*** 原文 ***

水川あさみ主演「笑うマトリョーシカ」制作発表! 玉山鉄二が櫻井翔との会話に優越感!? 「櫻井さんは政治家役にぴったり」

TBS系で6月28日にスタートする連続ドラマ「笑うマトリョーシカ」(金曜午後10:00)。の制作発表会見が行われ、主演の水川あさみ、共演の玉山鉄二櫻井翔が登壇した。

「笑うマトリョーシカ」の原作は、日本推理作家協会賞や山本周五郎賞など数々の受賞歴がある早見和真氏の同名小説。主人公の新聞記者・道上香苗(水川)が、若き人気政治家・清家一郎(櫻井)と、有能な秘書・鈴木俊哉(玉山)を取り巻く黒い闇を追うヒューマン政治サスペンスだ。若き政治家とその秘書の奇妙な関係、栄光の裏で起きた数々の不審死、そしてそれを追う新聞記者の強い執念——。一瞬たりとも見逃せない“人間という迷宮”を描くスリリングなエンターテインメント作品となる。

水川は、「昨日出来上がったばかりの第1話をほやほやの状態で皆さんに見ていただけることをうれしく思っています」とあいさつすると、櫻井が「こうやって多くの方々の前に立つのも久しぶりですし、生配信されていると思うと、緊張して言葉も出なくなってしまって…」と震える声で伝えると、すかさず水川が「ちゃんと出てる、出てる!」とツッコミを入れ、水川は、自分は生配信に触れるのを忘れてしまったが、櫻井がしっかりと触れたことに「さすがだわ! 頼りにしてる」と感心。「これがチームやん」と櫻井が照れる中、玉山が「(櫻井は)本当にぬかりなくて頼れる」と続き、同年代3人のチームワークの良さが伺えた。

クランクインから約1カ月。「あっという間だった」という水川は、現在の心境について「緊張します。ここで初めてお披露目ということで、どういう印象を持っていただけたのか一人ずつに聞いてみたいですね」とコメント。加えて役柄については、「私が演じる道上香苗は、1つのことが気になるとそれを突き詰めずにいられない。芯(しん)があって強く、物事の白黒をはっきりつける女性です。清家と鈴木、2人の関係性に違和感を覚えて、その真相を暴いていこうとする新聞記者です」と説明。

*** データの行 ***

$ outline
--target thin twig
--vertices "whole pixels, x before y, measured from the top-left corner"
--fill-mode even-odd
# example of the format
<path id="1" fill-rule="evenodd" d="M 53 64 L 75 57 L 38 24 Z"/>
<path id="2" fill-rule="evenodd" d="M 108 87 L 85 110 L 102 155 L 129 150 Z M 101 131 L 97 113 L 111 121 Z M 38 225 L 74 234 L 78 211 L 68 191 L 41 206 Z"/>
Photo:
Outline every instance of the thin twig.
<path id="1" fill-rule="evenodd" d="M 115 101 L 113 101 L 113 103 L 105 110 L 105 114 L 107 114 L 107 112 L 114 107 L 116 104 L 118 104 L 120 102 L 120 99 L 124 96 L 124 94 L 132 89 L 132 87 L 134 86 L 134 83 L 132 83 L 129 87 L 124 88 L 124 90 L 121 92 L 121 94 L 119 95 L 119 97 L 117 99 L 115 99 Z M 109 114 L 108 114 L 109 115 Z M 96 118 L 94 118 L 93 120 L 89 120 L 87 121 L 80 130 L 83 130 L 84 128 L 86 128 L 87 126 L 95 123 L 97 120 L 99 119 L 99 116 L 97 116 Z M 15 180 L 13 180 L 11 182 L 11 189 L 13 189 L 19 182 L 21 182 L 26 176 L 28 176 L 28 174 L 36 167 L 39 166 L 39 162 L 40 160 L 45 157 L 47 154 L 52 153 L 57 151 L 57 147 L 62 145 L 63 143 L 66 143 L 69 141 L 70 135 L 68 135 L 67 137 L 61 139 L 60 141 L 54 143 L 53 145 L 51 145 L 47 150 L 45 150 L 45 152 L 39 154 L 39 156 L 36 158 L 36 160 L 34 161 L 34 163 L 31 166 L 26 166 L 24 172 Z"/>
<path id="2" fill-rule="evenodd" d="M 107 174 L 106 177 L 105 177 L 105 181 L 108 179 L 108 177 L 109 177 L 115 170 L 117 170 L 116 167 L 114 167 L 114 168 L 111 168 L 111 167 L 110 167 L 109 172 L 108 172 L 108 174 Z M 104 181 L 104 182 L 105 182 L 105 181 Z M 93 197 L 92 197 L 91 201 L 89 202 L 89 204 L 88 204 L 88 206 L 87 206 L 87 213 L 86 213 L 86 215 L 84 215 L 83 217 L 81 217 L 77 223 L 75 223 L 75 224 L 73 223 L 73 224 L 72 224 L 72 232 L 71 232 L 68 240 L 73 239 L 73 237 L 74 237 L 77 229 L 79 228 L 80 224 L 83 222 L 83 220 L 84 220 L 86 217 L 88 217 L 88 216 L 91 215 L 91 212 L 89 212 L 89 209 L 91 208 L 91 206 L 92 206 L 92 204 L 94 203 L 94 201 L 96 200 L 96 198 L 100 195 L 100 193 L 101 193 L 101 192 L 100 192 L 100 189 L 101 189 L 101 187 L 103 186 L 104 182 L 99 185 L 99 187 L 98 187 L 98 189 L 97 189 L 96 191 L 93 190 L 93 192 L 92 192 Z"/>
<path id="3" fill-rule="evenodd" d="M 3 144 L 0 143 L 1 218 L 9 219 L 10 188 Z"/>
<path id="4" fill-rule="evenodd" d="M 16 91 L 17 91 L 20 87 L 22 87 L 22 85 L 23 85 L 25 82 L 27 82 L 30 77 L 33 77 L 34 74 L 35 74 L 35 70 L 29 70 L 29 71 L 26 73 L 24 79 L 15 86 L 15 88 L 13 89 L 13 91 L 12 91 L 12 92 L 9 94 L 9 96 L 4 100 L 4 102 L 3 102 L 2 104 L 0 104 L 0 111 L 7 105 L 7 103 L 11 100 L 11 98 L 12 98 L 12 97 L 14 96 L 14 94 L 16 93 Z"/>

***

#### [取り組む課題]
a. 原文に出てくるドラマの役名をすべて挙げ、それぞれを演じる俳優の名前を添えなさい。
b. 原文のうち、「水川あさみ主演「笑うマトリョーシカ」制作発表! 玉山鉄二が櫻井翔との会話に優越感!? 「櫻井さんは政治家役にぴったり」」を含む語句から始めて「チームワークの良さが伺えた。」で終わる部分を、そのまま書き写しなさい。

#### [課題別の解答]
a.
道上香苗(水川あさみ)
清家一郎(櫻井翔)
鈴木俊哉(玉山鉄二)

b.
水川あさみ主演「笑うマトリョーシカ」制作発表! 玉山鉄二が櫻井翔との会話に優越感!? 「櫻井さんは政治家役にぴったり」

TBS系で6月28日にスタートする連続ドラマ「笑うマトリョーシカ」(金曜午後10:00)。の制作発表会見が行われ、主演の水川あさみ、共演の玉山鉄二櫻井翔が登壇した。

「笑うマトリョーシカ」の原作は、日本推理作家協会賞や山本周五郎賞など数々の受賞歴がある早見和真氏の同名小説。主人公の新聞記者・道上香苗(水川)が、若き人気政治家・清家一郎(櫻井)と、有能な秘書・鈴木俊哉(玉山)を取り巻く黒い闇を追うヒューマン政治サスペンスだ。若き政治家とその秘書の奇妙な関係、栄光の裏で起きた数々の不審死、そしてそれを追う新聞記者の強い執念——。一瞬たりとも見逃せない“人間という迷宮”を描くスリリングなエンターテインメント作品となる。

水川は、「昨日出来上がったばかりの第1話をほやほやの状態で皆さんに見ていただけることをうれしく思っています」とあいさつすると、櫻井が「こうやって多くの方々の前に立つのも久しぶりですし、生配信されていると思うと、緊張して言葉も出なくなってしまって…」と震える声で伝えると、すかさず水川が「ちゃんと出てる、出てる!」とツッコミを入れ、水川は、自分は生配信に触れるのを忘れてしまったが、櫻井がしっかりと触れたことに「さすがだわ! 頼りにしてる」と感心。「これがチームやん」と櫻井が照れる中、玉山が「(櫻井は)本当にぬかりなくて頼れる」と続き、同年代3人のチームワークの良さが伺えた。